WHAT TO DO :: Copy every one of the records below word for word, keeping each line and each point in its original order.

-- start of EXERCISE INPUTS --

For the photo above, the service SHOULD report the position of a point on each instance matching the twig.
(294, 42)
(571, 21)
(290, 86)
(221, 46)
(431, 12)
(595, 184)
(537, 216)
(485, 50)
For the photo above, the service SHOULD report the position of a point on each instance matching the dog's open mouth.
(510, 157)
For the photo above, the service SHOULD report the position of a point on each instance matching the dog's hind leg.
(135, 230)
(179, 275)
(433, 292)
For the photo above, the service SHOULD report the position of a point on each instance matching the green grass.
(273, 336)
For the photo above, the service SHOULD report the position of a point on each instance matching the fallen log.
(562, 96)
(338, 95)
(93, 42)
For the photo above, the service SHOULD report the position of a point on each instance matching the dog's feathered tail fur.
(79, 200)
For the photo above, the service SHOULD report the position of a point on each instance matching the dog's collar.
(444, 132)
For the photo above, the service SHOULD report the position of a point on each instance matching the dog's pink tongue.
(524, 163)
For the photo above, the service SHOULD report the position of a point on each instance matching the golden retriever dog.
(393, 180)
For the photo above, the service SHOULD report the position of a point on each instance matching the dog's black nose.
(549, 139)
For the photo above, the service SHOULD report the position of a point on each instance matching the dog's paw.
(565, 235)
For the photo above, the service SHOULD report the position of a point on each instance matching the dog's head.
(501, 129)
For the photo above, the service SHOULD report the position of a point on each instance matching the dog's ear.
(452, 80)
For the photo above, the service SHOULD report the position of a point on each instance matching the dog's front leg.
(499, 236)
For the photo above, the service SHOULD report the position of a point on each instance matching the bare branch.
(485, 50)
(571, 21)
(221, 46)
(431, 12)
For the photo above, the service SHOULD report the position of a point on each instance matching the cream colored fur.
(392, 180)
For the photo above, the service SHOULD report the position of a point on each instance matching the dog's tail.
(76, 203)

-- end of EXERCISE INPUTS --

EXERCISE RESULT ::
For the photo above, the service SHOULD report the position of a point on each instance matching the twig.
(294, 42)
(571, 21)
(290, 86)
(221, 46)
(431, 12)
(595, 184)
(537, 216)
(485, 50)
For the photo above, the service SHOULD report the position of a point on each instance matching the dog's open mouth.
(510, 157)
For the photo above, the service SHOULD report the position of a point on each instance matching the dog's hind leg.
(135, 230)
(179, 275)
(433, 292)
For the photo above, the service SHOULD report the position of a point on each instance matching the green grass.
(273, 336)
For the photo above, the service SHOULD report the position of a point on each instance matching the fallen log.
(562, 96)
(338, 95)
(93, 42)
For the photo above, the service SHOULD report the position of a point on each instance matching the dog's feathered tail fur.
(79, 200)
For the photo above, the service SHOULD report the position of a point on each instance matching the dog's collar.
(444, 132)
For the photo above, the service SHOULD report the position of a point on each instance matching the dog's pink tongue.
(524, 163)
For the photo above, the service SHOULD report the position of a point on each instance matching the golden retriever dog.
(393, 180)
For the photo above, the service SHOULD report the position of a point on each instance matching the dog's black nose.
(549, 139)
For the photo above, the service SHOULD report the position of a point on each instance matching the dog's paw.
(565, 235)
For the photo above, the service SHOULD report the position of a point on each instance matching the dog's head.
(501, 129)
For the photo above, the service SHOULD report the position of a point on each instance matching the dog's ear.
(452, 80)
For the photo above, the service SHOULD report the position of a point on each instance matching the dog's front leg.
(499, 236)
For the photo above, the service SHOULD report the position of a point on each instance matching the bare branch.
(485, 50)
(571, 21)
(221, 46)
(431, 12)
For the photo above, the service SHOULD report the position of a point on each instance matching the cream colored fur.
(392, 180)
For the photo above, the service SHOULD report the position of a point on each instance matching the dog's tail.
(76, 203)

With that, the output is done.